What the task requires >> Copy out all of the data below word for word, but omit the pictures.

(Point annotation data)
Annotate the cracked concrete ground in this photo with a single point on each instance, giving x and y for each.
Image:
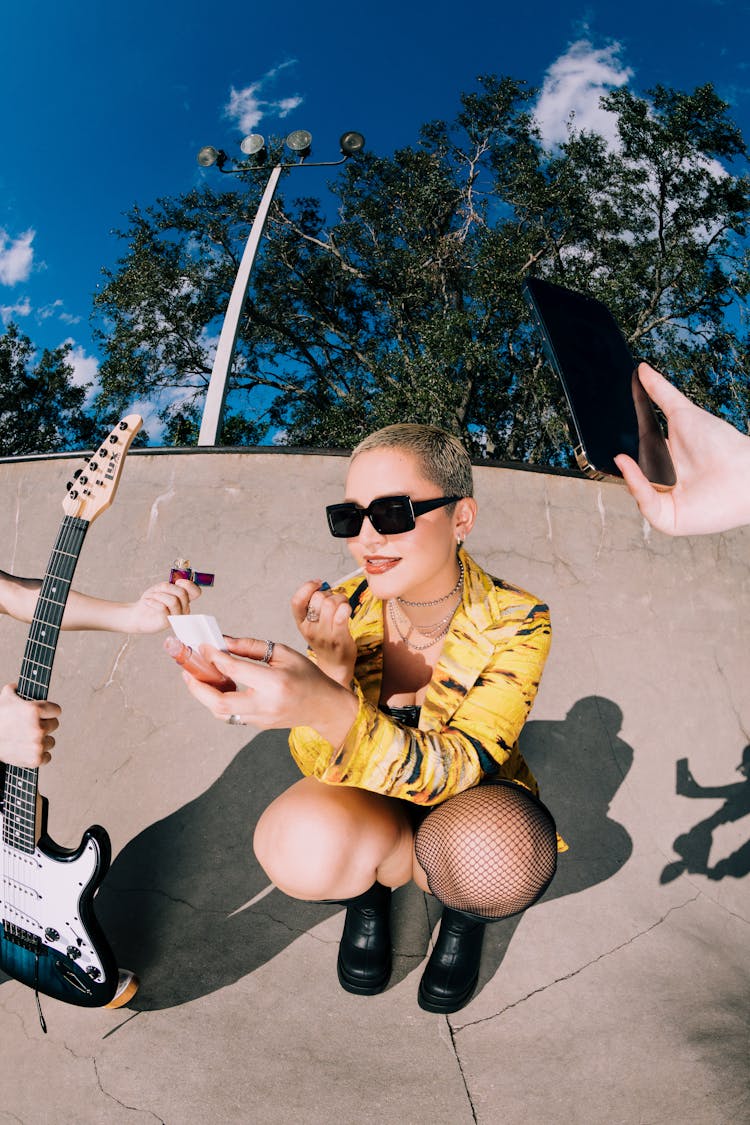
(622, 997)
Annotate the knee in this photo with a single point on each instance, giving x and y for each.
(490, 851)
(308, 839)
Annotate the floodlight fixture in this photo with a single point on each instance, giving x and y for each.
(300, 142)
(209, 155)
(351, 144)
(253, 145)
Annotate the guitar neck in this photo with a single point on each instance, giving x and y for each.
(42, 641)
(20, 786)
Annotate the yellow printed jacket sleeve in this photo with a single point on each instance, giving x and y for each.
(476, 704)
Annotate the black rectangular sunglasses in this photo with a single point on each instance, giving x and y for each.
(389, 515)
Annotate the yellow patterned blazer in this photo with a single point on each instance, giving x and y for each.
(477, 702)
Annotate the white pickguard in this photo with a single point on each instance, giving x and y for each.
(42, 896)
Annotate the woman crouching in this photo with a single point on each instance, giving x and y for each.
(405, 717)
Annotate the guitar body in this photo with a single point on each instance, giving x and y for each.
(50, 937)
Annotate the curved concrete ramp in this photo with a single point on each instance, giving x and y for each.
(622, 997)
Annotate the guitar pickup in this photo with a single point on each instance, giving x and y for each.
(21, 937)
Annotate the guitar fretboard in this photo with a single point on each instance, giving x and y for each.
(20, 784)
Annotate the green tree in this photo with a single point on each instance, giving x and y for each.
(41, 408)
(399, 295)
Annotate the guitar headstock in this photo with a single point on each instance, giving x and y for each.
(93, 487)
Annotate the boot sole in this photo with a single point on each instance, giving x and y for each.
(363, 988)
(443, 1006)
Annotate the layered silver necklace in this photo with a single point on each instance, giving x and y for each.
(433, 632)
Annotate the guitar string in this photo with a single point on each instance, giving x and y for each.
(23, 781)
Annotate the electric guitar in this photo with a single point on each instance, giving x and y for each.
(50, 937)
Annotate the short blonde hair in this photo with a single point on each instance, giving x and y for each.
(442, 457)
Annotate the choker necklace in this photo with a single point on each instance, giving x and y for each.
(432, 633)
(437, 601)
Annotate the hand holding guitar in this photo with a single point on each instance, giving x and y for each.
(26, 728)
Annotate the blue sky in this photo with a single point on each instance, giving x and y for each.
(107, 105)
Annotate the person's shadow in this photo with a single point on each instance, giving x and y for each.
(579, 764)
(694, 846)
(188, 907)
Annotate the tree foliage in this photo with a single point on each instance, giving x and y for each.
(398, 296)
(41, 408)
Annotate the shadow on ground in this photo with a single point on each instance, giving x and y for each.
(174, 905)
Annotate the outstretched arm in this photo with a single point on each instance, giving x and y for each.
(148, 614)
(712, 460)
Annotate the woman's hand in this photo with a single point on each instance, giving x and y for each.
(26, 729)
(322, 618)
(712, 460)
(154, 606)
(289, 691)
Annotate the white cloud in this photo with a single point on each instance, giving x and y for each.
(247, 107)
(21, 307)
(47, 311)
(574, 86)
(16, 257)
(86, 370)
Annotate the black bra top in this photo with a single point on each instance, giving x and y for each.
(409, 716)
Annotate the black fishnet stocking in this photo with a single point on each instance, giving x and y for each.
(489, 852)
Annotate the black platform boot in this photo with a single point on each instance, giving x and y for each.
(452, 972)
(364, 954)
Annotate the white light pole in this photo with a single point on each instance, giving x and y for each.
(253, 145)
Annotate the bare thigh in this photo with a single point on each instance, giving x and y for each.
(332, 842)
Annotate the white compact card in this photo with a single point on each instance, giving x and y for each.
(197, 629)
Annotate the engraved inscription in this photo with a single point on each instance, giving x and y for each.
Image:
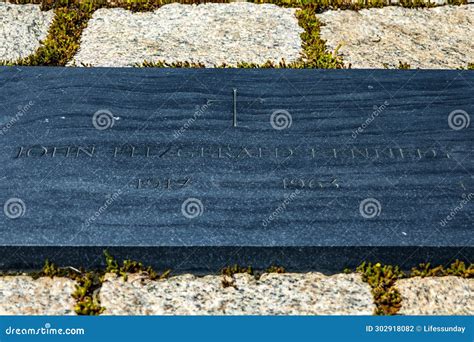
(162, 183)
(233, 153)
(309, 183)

Final result >>
Annotate the cracked concrete ground in this photo with a single point on each instance, giving x and y for each.
Image:
(622, 997)
Annotate the knee in this photo with a single point on each instance, giving x and y for each.
(490, 851)
(308, 839)
Annotate the floodlight fixture in this photo with a single point on each instance, giving x and y for each.
(300, 142)
(209, 155)
(351, 144)
(253, 145)
Annotate the guitar neck in this photo with a single point on each instance, giving x and y for each.
(42, 641)
(20, 786)
Annotate the yellow printed jacket sleeve in this photo with a single point on each instance, giving x and y for each.
(476, 704)
Annotate the black rectangular sunglasses in this photo with a single point on each instance, giving x and y for each.
(389, 515)
Annotate the yellow patterned blazer in this photo with a single point on each instance, giving x and y for each.
(477, 702)
Annotate the white pickguard in this photo with a single point on each instance, giving x and y for each.
(42, 896)
Annotate the woman crouching in this photo with a single point on each instance, giving x and y for each.
(405, 717)
Annotate the guitar body in this photo with a single point on each instance, giving x and y for each.
(50, 937)
Annotate the curved concrete ramp in this photo with a single point on each instance, giving x and y for each.
(622, 997)
Annotate the guitar pickup in this photo with a single point on each instance, giving x and y for each.
(21, 937)
Annotate the guitar fretboard in this photo with a single point on each instance, giving x and y for each.
(20, 784)
Annotate the green tree in this photo with a single point on each instance, giving x and y for each.
(41, 408)
(399, 295)
Annotate the guitar headstock in this photo with a single point on each instance, giving x and y for each.
(93, 487)
Annotate the boot sole in this photo with a single point on each instance, giving x and y for each.
(363, 988)
(443, 1006)
Annotate the layered silver necklace in this photo with a single point on each instance, giving x and y for each.
(433, 632)
Annotate the guitar string in this photo with a single point on each instance, giving x and y for each.
(23, 781)
Annotate the electric guitar in this photo with a single point on each instance, giving x and y for each.
(50, 937)
Annotate the short blonde hair in this photo with a single point on each instance, giving x and y for each.
(442, 457)
Annotate the choker necklace in this photo with a single point on each instance, giving x and y for each.
(432, 633)
(437, 601)
Annotate the hand holding guitar in this photo with a single point on each instance, giving x and y for each.
(26, 728)
Annotate the blue sky in this photo with a single point on each instance, giving x and y for each.
(107, 105)
Annotate the person's shadow in this photo with a single point on each instance, giving x and y for each.
(579, 764)
(694, 846)
(188, 907)
Annotate the tree foliage in this photo with a single point on each instance, giving x and y for each.
(398, 296)
(41, 408)
Annotate the shadow on ground in this photo with a single point on each instance, giving x and y for each.
(174, 905)
Annotate the outstretched arm in this photo with a single point on each instance, giving x and y for each.
(148, 614)
(712, 460)
Annotate the woman's hand in this photo with a single point on each instance, giving x and y for each.
(26, 729)
(322, 618)
(712, 460)
(154, 606)
(289, 691)
Annotate the white cloud in this photo with a single point on each instance, giving x and y for each.
(247, 107)
(21, 307)
(47, 311)
(574, 86)
(16, 257)
(86, 370)
Annotate the black bra top in this photo with a single point on each instance, giving x and y for each.
(409, 716)
Annotate the black fishnet stocking in this photo with a single point on each instance, giving x and y for each.
(489, 852)
Annotate the black platform boot in this photo with a single point on each instance, giving x and y for each.
(452, 972)
(364, 954)
Annotate the white light pole in this photo with a single point on each instance, giving x and y for each.
(253, 145)
Annotate the bare thigh in this photo with a single point on each instance, giving x and y for each.
(332, 842)
Annotate the white compact card in this photo with a single point on each instance, giving x and y for each.
(197, 629)
Annotate the engraved inscription in this photo with a single point on each instance, giving x and y for each.
Image:
(162, 183)
(233, 153)
(309, 183)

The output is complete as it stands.